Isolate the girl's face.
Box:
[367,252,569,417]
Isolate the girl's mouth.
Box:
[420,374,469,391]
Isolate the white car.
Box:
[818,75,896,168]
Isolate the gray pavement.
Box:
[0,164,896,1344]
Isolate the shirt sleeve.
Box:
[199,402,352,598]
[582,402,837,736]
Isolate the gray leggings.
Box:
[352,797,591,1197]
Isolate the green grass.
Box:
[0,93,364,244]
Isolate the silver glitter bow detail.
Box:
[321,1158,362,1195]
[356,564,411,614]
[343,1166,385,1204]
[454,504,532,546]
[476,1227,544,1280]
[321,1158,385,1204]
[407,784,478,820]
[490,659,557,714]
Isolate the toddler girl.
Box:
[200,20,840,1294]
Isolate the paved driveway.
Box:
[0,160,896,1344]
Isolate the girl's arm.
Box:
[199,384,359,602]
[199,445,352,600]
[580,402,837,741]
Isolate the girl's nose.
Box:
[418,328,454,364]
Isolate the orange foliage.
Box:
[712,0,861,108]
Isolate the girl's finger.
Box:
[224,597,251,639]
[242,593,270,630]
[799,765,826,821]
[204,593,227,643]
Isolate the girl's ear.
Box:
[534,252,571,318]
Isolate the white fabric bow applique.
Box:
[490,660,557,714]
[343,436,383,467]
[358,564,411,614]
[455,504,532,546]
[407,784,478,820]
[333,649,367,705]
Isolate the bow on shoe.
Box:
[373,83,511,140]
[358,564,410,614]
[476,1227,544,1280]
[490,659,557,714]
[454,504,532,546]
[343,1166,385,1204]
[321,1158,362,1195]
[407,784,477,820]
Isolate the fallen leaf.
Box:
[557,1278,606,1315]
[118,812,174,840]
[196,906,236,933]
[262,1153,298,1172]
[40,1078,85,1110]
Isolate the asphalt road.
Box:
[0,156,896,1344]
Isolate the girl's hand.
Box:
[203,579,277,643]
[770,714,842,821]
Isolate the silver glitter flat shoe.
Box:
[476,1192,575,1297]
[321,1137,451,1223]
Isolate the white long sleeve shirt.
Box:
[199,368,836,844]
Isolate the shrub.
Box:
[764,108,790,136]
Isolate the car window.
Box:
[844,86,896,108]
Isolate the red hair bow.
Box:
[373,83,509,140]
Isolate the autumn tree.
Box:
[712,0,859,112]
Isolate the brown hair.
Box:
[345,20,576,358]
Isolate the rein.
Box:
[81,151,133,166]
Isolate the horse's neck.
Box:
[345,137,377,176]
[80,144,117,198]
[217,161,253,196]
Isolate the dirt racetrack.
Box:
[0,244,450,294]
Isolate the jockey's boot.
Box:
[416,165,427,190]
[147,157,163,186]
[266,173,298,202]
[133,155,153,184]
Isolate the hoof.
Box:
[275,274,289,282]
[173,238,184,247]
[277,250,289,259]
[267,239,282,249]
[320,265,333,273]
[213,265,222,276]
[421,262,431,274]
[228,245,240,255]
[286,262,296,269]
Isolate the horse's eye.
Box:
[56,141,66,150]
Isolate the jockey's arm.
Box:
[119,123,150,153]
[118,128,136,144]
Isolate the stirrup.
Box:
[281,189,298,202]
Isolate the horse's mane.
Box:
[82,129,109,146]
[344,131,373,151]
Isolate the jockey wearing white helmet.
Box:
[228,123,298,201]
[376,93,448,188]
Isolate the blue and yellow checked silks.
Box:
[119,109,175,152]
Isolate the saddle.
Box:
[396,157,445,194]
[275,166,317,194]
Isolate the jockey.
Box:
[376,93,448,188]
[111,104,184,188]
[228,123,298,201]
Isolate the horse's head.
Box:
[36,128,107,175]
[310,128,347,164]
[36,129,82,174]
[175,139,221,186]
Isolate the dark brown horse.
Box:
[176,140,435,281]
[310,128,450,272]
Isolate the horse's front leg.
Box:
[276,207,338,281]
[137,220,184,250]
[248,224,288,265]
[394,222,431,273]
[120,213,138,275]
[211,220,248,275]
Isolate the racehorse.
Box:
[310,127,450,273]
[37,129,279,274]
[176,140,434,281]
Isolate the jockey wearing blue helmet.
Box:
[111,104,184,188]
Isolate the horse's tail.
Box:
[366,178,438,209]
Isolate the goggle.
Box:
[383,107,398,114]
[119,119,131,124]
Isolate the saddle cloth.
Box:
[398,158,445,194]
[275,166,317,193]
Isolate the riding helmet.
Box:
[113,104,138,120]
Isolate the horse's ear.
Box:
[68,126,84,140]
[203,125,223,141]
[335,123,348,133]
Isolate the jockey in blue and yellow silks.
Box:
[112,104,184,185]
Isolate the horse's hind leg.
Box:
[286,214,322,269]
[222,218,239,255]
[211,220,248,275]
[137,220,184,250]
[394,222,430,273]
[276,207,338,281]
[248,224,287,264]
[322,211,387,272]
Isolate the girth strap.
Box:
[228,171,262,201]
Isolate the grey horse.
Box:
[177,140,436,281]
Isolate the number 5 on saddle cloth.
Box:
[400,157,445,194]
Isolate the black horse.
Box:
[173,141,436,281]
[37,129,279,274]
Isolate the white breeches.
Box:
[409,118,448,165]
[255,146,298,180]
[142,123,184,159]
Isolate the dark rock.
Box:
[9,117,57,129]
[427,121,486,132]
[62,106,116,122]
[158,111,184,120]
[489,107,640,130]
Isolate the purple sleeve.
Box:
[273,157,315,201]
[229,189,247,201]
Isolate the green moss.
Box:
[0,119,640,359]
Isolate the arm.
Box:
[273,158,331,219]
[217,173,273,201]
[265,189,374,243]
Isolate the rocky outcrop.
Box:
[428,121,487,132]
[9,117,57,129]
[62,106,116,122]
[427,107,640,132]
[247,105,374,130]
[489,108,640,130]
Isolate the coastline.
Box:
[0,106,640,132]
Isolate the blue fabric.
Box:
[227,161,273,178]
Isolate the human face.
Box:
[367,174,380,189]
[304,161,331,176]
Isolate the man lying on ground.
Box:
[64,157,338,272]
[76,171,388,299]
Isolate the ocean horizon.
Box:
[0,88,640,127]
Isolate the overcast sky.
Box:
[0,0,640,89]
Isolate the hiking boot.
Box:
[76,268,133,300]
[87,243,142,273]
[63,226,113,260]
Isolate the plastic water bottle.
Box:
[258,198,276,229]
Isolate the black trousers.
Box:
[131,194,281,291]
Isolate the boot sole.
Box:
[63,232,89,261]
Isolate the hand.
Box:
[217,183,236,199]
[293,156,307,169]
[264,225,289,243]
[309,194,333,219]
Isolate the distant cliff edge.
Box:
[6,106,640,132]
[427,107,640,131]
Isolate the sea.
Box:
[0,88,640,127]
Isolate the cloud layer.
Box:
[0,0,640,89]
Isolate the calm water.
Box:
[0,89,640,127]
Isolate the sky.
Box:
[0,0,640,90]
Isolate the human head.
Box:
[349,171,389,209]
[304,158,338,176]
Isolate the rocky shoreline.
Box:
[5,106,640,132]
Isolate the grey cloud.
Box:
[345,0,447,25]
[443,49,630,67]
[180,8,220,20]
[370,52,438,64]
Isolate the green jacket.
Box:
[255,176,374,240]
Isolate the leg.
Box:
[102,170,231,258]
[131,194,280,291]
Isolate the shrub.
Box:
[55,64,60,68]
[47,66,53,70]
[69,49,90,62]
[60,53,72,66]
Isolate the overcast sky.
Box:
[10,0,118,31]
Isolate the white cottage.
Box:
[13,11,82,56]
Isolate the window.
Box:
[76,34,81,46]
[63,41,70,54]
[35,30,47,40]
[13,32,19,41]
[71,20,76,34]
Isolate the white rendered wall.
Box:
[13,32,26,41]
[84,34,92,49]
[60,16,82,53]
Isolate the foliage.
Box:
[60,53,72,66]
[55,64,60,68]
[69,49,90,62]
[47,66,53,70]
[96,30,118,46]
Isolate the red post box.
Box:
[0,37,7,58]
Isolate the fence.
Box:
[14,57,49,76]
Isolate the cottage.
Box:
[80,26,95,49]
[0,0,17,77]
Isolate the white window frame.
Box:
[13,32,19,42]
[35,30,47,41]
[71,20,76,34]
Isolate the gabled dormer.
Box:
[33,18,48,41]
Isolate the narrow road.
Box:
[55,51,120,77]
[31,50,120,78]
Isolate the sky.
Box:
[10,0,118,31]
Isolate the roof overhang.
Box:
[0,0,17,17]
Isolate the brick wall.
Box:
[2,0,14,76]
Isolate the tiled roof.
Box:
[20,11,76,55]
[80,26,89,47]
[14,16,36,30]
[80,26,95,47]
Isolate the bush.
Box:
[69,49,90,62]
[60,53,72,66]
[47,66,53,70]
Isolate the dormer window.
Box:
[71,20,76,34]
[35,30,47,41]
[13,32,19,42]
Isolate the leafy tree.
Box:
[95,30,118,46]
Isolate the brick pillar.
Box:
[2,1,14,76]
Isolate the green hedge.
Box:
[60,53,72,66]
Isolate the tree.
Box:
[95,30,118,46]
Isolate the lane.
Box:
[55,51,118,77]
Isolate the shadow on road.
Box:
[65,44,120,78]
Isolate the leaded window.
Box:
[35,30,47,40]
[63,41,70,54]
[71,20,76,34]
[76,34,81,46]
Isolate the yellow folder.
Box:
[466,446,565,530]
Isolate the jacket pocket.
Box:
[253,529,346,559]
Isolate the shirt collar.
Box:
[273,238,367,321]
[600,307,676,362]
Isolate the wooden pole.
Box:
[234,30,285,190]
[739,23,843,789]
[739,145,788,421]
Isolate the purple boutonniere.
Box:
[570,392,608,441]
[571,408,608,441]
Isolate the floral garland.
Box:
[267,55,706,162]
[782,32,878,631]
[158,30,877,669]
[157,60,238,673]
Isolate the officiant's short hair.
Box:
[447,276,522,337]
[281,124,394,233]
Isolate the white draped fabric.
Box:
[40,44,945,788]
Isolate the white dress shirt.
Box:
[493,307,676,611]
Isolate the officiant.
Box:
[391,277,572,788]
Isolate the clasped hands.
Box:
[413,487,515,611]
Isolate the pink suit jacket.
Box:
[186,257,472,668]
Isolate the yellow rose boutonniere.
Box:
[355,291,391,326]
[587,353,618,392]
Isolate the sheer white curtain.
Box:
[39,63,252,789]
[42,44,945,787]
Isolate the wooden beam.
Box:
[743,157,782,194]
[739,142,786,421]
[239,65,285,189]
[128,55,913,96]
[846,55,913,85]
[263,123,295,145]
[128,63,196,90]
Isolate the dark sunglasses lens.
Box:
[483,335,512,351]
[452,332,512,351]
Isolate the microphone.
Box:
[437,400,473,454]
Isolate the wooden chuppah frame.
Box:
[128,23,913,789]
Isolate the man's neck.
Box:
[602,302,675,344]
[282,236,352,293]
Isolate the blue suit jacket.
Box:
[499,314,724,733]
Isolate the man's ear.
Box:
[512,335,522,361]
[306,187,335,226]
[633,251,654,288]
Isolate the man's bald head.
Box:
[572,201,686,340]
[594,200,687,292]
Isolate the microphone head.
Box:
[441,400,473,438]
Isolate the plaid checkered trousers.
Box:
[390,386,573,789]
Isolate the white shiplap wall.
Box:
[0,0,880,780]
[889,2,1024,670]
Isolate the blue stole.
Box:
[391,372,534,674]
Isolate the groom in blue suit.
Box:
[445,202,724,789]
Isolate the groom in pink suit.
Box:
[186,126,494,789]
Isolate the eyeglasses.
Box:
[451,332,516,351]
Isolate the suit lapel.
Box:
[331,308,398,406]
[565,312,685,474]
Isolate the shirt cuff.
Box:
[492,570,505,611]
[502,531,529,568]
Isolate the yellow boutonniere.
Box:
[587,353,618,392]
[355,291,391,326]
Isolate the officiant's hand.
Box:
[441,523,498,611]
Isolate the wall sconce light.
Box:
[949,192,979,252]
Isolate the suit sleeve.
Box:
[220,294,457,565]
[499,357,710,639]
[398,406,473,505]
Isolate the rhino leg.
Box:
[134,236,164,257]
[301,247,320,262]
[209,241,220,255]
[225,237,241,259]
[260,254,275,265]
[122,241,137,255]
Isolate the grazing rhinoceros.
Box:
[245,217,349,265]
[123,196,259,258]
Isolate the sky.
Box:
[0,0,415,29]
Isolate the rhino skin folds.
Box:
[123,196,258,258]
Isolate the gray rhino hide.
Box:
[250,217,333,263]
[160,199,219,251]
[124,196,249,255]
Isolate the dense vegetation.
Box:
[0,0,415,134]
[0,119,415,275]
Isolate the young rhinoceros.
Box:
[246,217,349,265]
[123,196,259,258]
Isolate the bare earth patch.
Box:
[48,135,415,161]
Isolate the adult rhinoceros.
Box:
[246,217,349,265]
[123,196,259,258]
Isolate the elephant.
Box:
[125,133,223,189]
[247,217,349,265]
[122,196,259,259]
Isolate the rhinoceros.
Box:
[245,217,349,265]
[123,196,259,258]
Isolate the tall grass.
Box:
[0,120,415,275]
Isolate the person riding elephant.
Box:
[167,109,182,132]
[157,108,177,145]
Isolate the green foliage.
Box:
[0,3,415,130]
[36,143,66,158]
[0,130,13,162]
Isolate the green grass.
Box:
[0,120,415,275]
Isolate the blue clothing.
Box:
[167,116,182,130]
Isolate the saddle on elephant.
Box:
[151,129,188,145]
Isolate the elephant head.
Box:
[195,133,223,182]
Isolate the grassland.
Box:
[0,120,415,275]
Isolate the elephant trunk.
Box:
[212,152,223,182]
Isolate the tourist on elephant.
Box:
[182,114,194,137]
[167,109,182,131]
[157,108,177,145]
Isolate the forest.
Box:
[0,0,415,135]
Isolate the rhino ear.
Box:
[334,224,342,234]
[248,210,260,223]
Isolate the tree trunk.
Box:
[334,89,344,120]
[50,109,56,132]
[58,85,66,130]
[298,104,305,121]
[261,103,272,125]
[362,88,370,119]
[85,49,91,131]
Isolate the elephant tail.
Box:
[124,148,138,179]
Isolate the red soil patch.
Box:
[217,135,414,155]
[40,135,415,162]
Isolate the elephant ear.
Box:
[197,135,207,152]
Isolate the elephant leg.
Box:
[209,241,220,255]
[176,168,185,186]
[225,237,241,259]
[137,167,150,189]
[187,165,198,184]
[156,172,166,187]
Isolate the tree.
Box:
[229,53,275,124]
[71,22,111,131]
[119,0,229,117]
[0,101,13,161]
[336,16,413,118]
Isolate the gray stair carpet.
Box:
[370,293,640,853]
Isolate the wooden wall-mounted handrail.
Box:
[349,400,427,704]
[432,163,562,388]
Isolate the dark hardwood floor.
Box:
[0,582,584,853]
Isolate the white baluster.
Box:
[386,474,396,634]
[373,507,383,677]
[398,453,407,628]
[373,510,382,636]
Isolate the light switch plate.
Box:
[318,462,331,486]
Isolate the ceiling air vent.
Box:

*OBJECTIVE*:
Reproduce the entries word for word, from the first line through the line containing "[580,402,837,741]", including that line.

*RESULT FOR THIS EXERCISE*:
Isolate the girl's face.
Box:
[367,252,569,417]
Isolate the girl's mouth.
Box:
[420,374,469,391]
Isolate the white car.
Box:
[818,75,896,168]
Isolate the gray pavement.
Box:
[0,164,896,1344]
Isolate the shirt sleeve.
Box:
[199,402,352,598]
[582,402,837,736]
Isolate the gray leggings.
Box:
[352,797,591,1197]
Isolate the green grass.
Box:
[0,93,364,244]
Isolate the silver glitter bow detail.
Box:
[321,1158,362,1195]
[356,564,411,614]
[343,1166,385,1204]
[454,504,532,546]
[476,1227,544,1280]
[321,1158,385,1204]
[407,784,478,820]
[490,659,557,714]
Isolate the toddler girl.
Box:
[200,20,840,1294]
Isolate the paved driveway.
Box:
[0,160,896,1344]
Isolate the girl's arm.
Box:
[199,384,359,602]
[199,445,352,600]
[580,402,837,741]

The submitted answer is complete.